BRIEF: Report each line of the listing below that contains the word "Work", copying every such line in full.

DATASET ROWS:
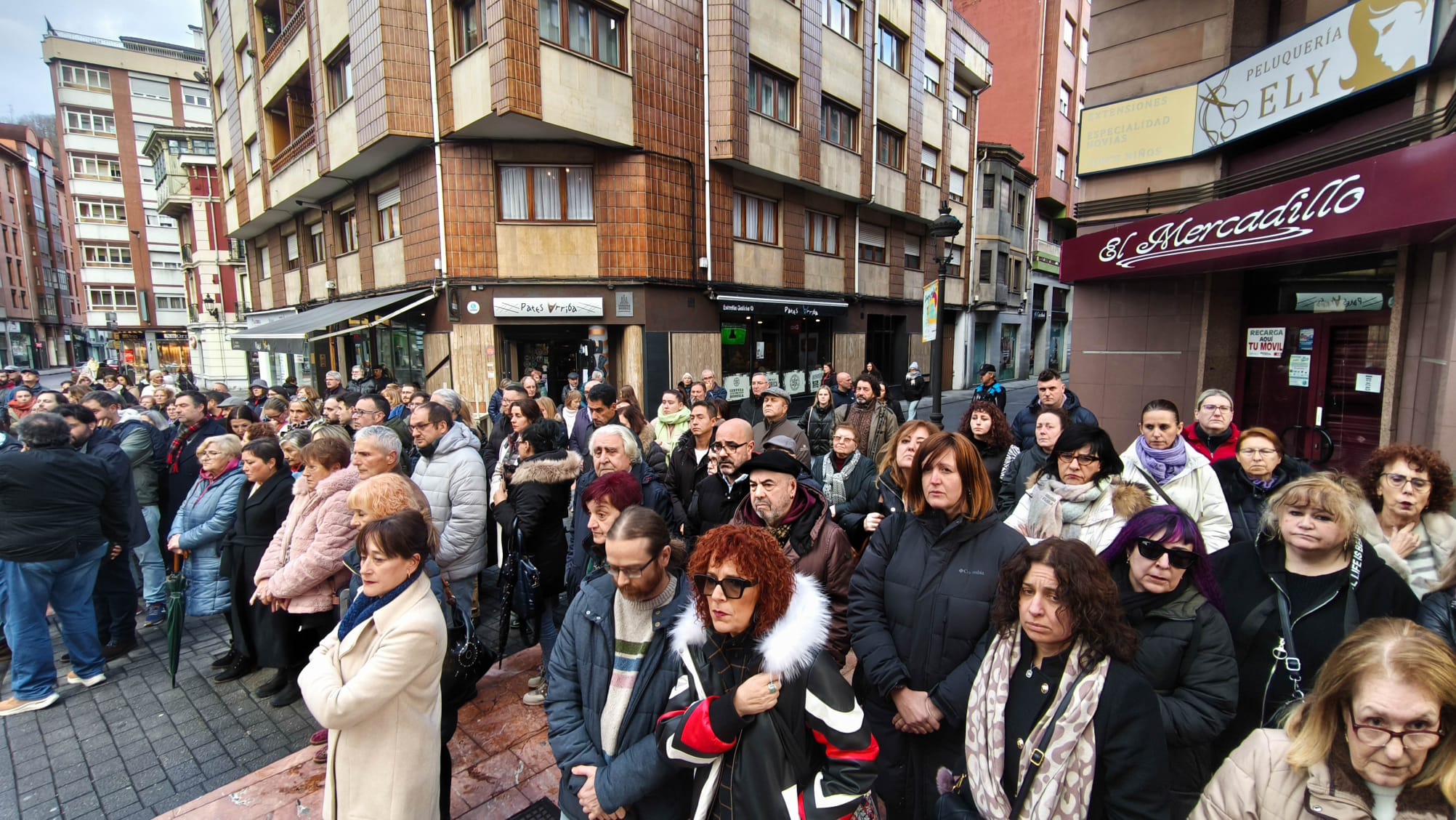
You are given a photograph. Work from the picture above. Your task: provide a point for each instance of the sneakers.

---

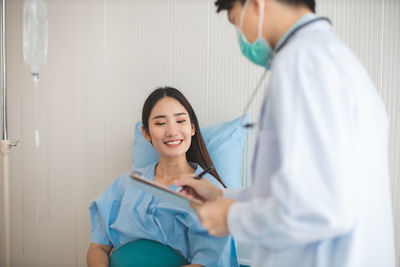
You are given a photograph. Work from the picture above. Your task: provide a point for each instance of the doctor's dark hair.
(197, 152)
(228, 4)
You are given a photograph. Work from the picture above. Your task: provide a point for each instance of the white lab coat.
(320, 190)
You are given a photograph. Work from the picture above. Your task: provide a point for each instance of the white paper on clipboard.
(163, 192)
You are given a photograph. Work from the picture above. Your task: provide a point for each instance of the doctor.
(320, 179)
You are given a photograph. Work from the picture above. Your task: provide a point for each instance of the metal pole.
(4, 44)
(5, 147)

RESPONSE FOR THIS EXERCISE:
You are given a photograph. Work from the picture above. Your task: provide a point for each instance of the sneakers.
You are given a photograph. Work from the picture above. Your task: provide a point for each instance of the doctor's dark hair.
You are given a photograph. Work from the picture above. Your task: provide a point for each instance of the white lab coat.
You are given a photograph. Work from the picture above. Your task: provide a point for each instance of the white paper on clipboard.
You are given a photograph. Work from the picture above. Your task: provide a point for each instance of the doctor.
You are given a photograph. Work from the picture above. Your task: provide a point for each instance of the metal pole.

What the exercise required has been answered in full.